start Recorded data

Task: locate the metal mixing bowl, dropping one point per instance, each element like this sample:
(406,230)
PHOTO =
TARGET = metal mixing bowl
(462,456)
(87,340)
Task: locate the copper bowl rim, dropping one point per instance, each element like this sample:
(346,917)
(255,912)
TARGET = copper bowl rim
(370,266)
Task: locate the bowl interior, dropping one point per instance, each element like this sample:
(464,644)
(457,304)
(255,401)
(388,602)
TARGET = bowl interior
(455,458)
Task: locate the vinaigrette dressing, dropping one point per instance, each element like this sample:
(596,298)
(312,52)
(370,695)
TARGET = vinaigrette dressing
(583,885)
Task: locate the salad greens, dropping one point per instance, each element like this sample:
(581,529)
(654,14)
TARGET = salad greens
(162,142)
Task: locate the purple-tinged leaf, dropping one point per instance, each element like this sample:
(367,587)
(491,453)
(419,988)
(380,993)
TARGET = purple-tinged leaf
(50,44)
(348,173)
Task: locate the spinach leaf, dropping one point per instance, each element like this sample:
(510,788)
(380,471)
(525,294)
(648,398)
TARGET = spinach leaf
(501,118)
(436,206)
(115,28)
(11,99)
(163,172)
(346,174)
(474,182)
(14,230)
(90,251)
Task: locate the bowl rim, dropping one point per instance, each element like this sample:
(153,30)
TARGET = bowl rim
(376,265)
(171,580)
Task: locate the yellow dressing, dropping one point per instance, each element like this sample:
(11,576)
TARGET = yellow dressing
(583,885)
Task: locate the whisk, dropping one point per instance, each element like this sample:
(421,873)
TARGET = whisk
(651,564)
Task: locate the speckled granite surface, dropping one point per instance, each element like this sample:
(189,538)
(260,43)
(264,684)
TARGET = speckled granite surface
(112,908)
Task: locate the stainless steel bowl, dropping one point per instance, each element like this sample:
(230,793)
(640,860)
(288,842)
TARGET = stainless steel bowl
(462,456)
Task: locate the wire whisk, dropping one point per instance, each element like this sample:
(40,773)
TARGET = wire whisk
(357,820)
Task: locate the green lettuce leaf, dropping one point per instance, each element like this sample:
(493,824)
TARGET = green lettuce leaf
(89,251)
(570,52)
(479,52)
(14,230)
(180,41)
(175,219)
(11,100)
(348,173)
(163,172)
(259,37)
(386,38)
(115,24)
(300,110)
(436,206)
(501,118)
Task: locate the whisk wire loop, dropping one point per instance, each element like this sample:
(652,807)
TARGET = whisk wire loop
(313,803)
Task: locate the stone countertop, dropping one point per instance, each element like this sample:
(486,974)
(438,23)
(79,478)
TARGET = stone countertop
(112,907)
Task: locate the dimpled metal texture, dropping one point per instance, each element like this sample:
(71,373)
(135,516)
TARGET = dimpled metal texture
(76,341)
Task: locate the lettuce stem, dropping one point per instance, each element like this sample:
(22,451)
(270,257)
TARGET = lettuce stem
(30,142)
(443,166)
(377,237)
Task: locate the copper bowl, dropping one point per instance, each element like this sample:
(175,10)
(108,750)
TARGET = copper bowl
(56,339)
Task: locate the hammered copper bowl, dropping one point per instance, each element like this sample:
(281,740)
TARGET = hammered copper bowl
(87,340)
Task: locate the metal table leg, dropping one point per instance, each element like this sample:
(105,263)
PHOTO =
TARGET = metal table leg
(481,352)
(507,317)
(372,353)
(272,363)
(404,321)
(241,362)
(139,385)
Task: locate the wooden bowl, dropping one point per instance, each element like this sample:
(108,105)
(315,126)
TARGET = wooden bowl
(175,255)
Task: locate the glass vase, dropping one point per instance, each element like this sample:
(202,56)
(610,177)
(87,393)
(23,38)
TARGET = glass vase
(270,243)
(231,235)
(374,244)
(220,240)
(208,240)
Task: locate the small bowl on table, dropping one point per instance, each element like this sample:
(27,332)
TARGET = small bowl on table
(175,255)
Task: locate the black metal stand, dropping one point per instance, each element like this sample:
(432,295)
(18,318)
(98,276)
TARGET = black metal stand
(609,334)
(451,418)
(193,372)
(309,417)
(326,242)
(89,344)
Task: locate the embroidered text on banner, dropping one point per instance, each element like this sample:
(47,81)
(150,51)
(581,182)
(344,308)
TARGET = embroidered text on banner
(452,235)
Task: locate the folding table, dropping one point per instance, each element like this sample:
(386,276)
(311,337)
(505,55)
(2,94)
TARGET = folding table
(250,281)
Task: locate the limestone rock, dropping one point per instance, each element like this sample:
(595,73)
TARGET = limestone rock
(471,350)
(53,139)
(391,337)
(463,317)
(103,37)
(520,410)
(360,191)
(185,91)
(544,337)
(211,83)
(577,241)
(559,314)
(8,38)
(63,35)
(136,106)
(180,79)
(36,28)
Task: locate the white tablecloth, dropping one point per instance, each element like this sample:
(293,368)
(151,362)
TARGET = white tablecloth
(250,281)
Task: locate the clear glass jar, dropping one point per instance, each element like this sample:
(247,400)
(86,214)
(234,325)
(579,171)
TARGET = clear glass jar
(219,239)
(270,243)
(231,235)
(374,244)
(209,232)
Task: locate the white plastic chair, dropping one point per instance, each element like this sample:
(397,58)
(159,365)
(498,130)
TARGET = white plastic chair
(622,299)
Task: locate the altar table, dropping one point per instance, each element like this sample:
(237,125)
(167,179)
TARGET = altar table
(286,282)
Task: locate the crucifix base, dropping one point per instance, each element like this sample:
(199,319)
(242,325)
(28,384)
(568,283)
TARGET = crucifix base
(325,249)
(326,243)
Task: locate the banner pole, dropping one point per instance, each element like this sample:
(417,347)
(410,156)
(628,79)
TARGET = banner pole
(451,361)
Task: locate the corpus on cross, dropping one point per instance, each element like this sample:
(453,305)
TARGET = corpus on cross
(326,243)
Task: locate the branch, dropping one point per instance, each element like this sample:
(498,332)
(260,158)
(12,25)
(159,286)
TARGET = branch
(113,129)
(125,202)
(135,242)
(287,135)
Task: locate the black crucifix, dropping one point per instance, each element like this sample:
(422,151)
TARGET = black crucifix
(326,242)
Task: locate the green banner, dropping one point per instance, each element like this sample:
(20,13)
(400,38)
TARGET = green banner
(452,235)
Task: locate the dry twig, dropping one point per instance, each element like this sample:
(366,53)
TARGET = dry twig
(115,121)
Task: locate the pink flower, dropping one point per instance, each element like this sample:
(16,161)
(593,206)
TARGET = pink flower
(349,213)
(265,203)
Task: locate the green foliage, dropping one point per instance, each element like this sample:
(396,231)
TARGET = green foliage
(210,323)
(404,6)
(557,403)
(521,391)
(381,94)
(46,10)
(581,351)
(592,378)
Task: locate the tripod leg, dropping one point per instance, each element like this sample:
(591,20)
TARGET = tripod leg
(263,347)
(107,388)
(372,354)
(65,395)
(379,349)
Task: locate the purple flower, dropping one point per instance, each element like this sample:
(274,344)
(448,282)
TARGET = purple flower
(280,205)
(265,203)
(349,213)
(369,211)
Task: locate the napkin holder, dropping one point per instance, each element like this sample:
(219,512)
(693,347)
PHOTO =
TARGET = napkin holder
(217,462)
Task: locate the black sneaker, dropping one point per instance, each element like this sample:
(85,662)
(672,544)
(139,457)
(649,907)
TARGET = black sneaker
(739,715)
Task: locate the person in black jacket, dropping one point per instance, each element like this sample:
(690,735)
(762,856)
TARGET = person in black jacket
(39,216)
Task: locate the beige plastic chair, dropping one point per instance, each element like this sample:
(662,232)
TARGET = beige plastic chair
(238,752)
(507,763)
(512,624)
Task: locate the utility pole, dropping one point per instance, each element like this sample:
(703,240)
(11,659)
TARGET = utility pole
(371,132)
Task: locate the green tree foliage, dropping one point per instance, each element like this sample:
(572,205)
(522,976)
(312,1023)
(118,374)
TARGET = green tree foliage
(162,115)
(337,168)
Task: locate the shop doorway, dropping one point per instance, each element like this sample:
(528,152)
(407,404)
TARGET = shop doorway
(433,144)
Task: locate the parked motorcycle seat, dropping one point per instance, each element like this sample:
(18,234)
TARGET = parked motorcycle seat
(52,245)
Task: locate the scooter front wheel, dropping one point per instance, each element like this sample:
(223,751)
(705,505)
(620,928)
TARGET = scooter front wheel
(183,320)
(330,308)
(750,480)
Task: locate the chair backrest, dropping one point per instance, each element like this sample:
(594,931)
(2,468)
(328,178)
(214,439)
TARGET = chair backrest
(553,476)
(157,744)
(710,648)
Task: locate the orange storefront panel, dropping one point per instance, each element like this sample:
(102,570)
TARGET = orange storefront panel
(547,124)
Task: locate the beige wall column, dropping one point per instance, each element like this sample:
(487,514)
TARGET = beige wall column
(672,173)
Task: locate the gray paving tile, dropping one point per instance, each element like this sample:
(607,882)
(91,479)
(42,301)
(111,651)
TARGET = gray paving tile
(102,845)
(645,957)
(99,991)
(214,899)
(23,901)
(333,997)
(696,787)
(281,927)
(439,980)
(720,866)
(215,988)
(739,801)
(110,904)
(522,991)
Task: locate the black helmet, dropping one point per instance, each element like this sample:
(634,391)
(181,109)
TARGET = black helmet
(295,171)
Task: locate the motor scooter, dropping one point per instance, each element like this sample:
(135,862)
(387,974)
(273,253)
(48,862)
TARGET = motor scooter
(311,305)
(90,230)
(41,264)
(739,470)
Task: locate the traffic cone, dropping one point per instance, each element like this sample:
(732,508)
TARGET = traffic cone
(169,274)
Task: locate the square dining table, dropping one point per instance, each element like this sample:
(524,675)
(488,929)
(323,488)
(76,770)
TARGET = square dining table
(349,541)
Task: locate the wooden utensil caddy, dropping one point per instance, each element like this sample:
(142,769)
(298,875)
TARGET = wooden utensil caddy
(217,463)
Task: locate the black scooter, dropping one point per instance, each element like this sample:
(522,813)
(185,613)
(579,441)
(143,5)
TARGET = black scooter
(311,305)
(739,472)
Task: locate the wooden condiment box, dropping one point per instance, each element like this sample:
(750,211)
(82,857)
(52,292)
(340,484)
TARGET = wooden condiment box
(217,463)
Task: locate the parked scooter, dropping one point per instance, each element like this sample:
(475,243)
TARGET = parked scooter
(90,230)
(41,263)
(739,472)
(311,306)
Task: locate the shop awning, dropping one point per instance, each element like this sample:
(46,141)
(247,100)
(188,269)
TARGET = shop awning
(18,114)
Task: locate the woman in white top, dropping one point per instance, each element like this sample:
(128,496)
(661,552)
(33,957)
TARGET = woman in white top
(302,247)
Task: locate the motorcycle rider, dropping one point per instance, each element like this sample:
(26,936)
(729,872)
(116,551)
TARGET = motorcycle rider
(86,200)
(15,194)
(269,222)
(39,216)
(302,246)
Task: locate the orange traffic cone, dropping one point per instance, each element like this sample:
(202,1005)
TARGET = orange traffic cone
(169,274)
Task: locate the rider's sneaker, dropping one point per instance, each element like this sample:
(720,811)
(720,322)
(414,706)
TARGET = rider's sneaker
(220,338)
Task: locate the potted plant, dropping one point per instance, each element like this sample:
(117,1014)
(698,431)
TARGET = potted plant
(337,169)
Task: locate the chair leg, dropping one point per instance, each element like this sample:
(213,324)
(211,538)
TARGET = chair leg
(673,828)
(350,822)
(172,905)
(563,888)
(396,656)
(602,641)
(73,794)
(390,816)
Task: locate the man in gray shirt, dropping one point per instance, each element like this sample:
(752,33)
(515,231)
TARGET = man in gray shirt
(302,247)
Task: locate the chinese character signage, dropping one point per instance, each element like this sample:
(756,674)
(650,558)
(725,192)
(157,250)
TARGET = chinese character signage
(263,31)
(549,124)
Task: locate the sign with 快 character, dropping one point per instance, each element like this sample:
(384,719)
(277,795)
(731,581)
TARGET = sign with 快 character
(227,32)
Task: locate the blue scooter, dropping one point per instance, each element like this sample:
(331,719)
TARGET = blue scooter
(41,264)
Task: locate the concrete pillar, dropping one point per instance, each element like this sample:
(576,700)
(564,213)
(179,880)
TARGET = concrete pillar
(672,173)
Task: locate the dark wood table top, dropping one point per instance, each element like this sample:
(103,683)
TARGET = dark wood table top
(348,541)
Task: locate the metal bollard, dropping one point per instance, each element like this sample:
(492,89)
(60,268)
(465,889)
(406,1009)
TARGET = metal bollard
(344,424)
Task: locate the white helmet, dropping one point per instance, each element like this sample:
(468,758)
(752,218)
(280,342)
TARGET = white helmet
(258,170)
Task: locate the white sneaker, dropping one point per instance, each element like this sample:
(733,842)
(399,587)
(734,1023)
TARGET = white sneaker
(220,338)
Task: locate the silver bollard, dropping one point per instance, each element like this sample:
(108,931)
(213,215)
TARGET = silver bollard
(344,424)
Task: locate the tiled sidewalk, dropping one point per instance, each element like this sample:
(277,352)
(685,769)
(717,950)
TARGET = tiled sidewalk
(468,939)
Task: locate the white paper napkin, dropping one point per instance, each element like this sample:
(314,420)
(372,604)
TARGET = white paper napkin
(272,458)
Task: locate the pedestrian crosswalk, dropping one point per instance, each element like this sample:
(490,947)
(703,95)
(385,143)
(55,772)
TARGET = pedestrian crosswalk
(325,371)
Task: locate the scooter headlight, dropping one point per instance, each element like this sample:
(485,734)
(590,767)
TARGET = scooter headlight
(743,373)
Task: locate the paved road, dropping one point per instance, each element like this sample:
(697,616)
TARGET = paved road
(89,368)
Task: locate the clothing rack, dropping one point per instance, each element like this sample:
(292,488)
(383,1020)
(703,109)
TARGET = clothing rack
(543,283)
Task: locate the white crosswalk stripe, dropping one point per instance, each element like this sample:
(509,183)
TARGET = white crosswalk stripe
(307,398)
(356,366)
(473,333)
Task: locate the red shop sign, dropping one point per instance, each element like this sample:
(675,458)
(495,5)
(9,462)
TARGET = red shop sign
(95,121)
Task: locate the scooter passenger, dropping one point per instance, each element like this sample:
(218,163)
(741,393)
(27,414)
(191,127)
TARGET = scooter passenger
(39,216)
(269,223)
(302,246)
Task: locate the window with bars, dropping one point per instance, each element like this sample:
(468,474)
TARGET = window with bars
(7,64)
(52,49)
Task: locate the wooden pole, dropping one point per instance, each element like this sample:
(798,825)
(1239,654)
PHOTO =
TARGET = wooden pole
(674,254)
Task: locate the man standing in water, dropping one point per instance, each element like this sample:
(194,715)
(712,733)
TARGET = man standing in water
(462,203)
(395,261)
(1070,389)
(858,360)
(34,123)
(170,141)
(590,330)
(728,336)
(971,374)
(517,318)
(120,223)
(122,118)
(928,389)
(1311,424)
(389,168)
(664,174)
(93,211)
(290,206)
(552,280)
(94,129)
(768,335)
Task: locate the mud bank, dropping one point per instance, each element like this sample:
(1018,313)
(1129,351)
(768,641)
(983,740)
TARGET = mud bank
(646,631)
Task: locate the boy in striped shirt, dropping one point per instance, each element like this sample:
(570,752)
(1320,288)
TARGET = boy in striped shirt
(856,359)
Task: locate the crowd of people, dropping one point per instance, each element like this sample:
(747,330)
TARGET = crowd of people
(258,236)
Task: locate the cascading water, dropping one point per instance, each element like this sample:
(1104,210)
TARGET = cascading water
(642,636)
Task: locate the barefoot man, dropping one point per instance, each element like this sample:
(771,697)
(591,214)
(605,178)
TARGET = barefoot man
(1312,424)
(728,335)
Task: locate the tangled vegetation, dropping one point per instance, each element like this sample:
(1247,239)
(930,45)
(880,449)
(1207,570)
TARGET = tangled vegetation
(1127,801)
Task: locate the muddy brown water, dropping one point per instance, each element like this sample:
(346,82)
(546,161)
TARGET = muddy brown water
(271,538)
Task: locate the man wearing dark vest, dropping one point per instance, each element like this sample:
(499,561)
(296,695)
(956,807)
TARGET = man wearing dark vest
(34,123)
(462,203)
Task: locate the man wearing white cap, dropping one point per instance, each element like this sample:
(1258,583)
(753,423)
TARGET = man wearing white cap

end Recorded data

■ What the task asks
Begin at the line that contains "Task: locate the tangled" and continue through the end of the entries. Reproduce those lines with "muddy brown water" swapped for "murky brown water", leaving everything else unchanged.

■ Exercise result
Task: locate the tangled vegetation, dropping one point per instance, each element like this sample:
(1247,239)
(930,45)
(880,449)
(1207,570)
TARGET = tangled vegetation
(1127,801)
Task: locate the murky brown water, dropping one point per instance, each element like this sample:
(346,82)
(546,161)
TARGET = murky brown water
(271,538)
Task: locate the man wearing dark vest, dropping one point per instance, each element like this sample:
(499,561)
(296,695)
(956,807)
TARGET = man wearing dark vest
(34,123)
(462,203)
Task: locate the man wearing white cap, dropping one point per instance, each element like this sample:
(1258,583)
(753,423)
TARGET = man wearing white cap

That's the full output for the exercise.